**YOUR TASK:**
Locate the line that contains "the green algae in water". Reproduce it and all following lines up to the end of the material, exactly and with nothing added.

----- GIVEN DATA

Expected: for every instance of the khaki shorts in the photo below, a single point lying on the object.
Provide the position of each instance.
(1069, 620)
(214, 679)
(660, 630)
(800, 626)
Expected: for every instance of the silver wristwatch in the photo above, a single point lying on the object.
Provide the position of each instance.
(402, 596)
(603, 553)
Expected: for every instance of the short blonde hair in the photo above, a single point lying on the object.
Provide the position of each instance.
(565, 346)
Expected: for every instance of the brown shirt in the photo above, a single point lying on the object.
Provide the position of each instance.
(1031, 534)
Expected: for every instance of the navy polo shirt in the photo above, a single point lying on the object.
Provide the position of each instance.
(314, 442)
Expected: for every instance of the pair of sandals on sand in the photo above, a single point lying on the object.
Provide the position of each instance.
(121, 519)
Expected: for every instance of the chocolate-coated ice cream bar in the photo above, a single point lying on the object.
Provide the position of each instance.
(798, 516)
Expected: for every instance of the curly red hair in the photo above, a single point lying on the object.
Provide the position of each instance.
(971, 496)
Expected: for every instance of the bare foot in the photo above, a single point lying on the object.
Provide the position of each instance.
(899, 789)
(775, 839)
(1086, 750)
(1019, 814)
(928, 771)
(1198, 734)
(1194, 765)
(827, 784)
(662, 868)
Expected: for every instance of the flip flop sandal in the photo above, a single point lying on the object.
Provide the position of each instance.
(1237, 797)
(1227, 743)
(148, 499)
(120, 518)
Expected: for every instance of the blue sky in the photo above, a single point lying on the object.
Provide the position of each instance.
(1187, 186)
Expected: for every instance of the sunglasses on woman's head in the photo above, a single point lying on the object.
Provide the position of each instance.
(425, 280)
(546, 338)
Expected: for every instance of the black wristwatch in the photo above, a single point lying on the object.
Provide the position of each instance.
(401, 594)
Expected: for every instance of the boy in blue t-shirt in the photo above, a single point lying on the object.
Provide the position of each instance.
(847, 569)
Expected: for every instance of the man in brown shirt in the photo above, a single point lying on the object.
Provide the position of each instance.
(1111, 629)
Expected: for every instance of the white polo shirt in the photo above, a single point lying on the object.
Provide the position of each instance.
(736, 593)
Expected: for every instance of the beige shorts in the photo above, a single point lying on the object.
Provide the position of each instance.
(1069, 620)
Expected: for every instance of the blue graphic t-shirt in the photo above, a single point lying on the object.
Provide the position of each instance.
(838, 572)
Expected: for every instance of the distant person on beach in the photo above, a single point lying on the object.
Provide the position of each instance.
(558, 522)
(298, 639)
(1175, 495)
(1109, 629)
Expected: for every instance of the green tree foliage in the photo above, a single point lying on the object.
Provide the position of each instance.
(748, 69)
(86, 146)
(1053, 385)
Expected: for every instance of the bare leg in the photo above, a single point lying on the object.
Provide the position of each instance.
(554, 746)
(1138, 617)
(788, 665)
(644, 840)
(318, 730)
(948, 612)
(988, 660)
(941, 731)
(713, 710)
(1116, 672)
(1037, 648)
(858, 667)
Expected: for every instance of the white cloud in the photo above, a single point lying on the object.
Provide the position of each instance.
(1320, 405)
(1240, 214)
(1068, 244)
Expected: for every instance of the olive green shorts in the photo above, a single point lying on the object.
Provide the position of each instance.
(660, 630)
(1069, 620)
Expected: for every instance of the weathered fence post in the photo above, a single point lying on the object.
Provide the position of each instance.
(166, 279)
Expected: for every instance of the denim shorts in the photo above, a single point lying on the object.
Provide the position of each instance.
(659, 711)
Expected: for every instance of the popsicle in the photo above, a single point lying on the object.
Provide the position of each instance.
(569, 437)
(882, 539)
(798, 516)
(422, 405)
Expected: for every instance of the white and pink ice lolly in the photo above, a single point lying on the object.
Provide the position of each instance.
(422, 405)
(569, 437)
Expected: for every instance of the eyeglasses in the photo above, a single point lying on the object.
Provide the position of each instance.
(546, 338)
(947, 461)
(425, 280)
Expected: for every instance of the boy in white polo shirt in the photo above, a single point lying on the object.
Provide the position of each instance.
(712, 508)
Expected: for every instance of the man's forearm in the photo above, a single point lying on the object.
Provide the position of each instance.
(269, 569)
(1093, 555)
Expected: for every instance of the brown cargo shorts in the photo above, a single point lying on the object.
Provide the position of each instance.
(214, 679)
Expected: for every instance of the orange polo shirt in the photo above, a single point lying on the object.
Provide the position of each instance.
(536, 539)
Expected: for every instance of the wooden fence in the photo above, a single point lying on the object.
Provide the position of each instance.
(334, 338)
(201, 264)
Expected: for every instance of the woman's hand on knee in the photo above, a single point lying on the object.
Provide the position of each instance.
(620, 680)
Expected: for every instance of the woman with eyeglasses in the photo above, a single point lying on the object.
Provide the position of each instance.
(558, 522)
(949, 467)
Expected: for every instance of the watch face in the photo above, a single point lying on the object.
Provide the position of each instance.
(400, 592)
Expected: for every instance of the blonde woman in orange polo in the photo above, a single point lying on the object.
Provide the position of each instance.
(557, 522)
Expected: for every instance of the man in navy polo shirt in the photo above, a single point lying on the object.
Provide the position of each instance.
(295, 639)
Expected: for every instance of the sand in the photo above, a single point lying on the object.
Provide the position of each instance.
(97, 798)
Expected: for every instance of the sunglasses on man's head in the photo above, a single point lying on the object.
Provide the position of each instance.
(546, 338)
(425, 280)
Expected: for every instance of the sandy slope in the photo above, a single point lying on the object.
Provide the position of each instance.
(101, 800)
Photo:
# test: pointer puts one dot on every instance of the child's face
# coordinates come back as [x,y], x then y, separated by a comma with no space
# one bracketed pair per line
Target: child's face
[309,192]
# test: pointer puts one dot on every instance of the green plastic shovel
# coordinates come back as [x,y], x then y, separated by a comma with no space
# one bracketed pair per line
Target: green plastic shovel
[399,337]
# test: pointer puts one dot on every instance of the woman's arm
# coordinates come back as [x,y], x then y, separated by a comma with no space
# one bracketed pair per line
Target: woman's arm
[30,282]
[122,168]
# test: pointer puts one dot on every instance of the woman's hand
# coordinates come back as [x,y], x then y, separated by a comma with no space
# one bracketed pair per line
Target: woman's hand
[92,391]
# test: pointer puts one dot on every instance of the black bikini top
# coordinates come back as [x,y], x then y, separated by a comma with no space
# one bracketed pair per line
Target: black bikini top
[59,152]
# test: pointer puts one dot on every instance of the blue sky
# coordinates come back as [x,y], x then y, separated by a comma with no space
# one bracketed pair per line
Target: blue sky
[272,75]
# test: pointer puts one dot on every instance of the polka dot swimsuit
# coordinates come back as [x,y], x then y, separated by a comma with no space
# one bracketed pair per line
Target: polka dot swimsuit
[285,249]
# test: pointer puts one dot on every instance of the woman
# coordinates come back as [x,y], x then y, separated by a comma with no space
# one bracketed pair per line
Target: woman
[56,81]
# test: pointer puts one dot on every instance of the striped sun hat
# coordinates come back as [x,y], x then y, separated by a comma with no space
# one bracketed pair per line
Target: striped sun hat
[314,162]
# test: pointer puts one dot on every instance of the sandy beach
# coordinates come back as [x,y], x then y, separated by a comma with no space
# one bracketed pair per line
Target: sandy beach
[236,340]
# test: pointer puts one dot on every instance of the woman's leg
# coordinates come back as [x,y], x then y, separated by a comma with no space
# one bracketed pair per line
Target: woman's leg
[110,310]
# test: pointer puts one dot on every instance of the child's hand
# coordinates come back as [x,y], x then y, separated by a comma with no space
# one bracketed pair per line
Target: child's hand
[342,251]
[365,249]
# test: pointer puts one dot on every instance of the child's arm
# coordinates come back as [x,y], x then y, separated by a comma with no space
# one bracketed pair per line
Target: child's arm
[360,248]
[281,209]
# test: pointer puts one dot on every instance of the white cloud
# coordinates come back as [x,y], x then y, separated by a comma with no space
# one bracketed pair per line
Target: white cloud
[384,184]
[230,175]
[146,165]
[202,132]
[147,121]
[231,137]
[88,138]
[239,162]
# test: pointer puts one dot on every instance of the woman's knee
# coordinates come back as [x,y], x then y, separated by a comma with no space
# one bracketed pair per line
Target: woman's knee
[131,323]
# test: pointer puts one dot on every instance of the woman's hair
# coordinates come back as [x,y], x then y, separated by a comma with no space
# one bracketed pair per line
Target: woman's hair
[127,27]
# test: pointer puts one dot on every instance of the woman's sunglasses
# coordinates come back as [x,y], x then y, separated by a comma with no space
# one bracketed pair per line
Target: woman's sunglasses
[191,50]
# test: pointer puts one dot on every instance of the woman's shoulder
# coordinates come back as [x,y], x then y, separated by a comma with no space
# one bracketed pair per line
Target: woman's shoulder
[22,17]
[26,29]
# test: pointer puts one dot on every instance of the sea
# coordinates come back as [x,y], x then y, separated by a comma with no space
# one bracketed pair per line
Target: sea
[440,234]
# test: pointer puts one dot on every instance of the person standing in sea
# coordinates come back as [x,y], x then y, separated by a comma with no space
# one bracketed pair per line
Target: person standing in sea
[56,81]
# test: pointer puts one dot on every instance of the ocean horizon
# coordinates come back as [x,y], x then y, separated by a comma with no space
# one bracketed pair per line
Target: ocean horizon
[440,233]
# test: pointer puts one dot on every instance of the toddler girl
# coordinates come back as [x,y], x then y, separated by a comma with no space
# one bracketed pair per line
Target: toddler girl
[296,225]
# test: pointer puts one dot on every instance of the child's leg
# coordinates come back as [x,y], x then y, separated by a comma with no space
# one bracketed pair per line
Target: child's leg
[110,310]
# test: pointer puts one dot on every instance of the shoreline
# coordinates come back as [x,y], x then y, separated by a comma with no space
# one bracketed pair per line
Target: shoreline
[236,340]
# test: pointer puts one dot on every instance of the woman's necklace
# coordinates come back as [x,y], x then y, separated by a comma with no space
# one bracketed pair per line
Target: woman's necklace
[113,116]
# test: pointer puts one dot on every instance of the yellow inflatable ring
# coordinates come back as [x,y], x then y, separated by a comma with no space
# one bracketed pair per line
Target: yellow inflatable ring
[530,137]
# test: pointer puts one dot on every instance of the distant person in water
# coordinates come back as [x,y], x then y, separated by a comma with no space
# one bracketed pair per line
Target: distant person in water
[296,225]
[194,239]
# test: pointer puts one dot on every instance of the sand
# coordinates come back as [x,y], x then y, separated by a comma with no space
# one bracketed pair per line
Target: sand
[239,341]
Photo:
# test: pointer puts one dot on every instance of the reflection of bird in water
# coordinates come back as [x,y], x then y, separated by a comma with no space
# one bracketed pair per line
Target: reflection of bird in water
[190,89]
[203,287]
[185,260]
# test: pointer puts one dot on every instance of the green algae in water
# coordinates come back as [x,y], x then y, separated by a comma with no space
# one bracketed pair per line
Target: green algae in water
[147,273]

----------

**THE REPLY:**
# test: pointer puts one dot on every instance of the green algae in water
# coordinates come back as [x,y], x then y, separated by a comma with no space
# one bracketed pair per line
Target: green algae in water
[147,273]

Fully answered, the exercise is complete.